• Reading passage:
▶

- Conference: Independent
- Record: 1–4–1
- Head coach: T. B. Shotts (3rd season);
- Home stadium: College Field

= 1933 Jacksonville State Eagle Owls football team =

American college football season

The 1933 Jacksonville State Eagle Owls football team represented Jacksonville State Teachers College (now known as Jacksonville State University) as an independent during the 1933 college football season. Led by third-year head coach T. B. Shotts, the Eagle Owls compiled an overall record of 1–4–1.

◀

Check each statement against the passage on the 1933 Jacksonville State football team, answering yes or no and quoting the words of the passage that decide it: (a) the team played its home games at College Field; (b) T. B. Shotts was in his first season as head coach; (c) the team finished with more wins than losses.

• Entries:
▶

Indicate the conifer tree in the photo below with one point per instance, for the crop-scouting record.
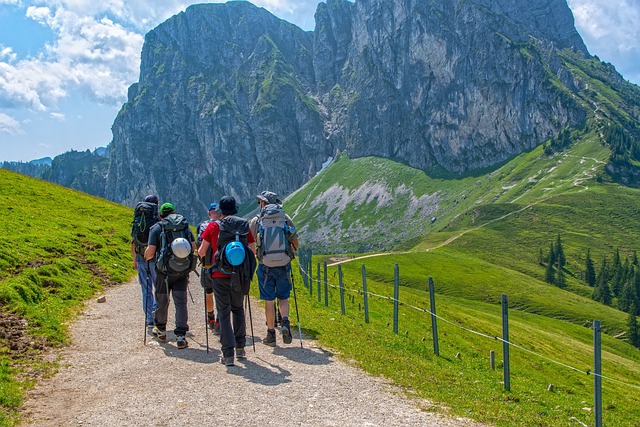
(634, 332)
(559, 253)
(602, 291)
(627, 297)
(550, 276)
(561, 282)
(590, 273)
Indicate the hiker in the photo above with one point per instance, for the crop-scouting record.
(229, 297)
(206, 263)
(277, 242)
(145, 215)
(171, 243)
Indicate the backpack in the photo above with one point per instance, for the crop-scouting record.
(145, 216)
(274, 237)
(234, 231)
(207, 260)
(173, 227)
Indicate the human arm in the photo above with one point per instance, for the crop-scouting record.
(133, 254)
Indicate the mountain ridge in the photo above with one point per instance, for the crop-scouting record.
(233, 100)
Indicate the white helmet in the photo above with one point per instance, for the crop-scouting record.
(181, 247)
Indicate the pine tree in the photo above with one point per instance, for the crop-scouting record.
(634, 332)
(561, 282)
(601, 291)
(627, 297)
(550, 276)
(560, 258)
(590, 273)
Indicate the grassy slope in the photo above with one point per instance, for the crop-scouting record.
(486, 242)
(466, 386)
(59, 247)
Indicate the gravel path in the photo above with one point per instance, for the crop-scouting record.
(109, 378)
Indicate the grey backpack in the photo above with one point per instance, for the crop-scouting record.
(274, 234)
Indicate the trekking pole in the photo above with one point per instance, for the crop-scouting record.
(253, 338)
(146, 300)
(206, 319)
(293, 285)
(189, 289)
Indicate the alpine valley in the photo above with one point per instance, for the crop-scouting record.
(233, 100)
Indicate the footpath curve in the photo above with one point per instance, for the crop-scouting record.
(109, 378)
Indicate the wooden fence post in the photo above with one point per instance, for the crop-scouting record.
(396, 292)
(326, 286)
(319, 289)
(341, 288)
(597, 374)
(434, 319)
(366, 294)
(505, 342)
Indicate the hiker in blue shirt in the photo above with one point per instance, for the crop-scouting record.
(144, 217)
(276, 243)
(172, 244)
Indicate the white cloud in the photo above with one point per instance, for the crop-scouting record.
(7, 53)
(98, 56)
(610, 30)
(9, 125)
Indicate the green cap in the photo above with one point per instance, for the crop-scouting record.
(166, 208)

◀

• Reply to the exercise:
(a) Yes: "Home stadium: College Field"
(b) No: "Led by third-year head coach T. B. Shotts"
(c) No: "the Eagle Owls compiled an overall record of 1–4–1"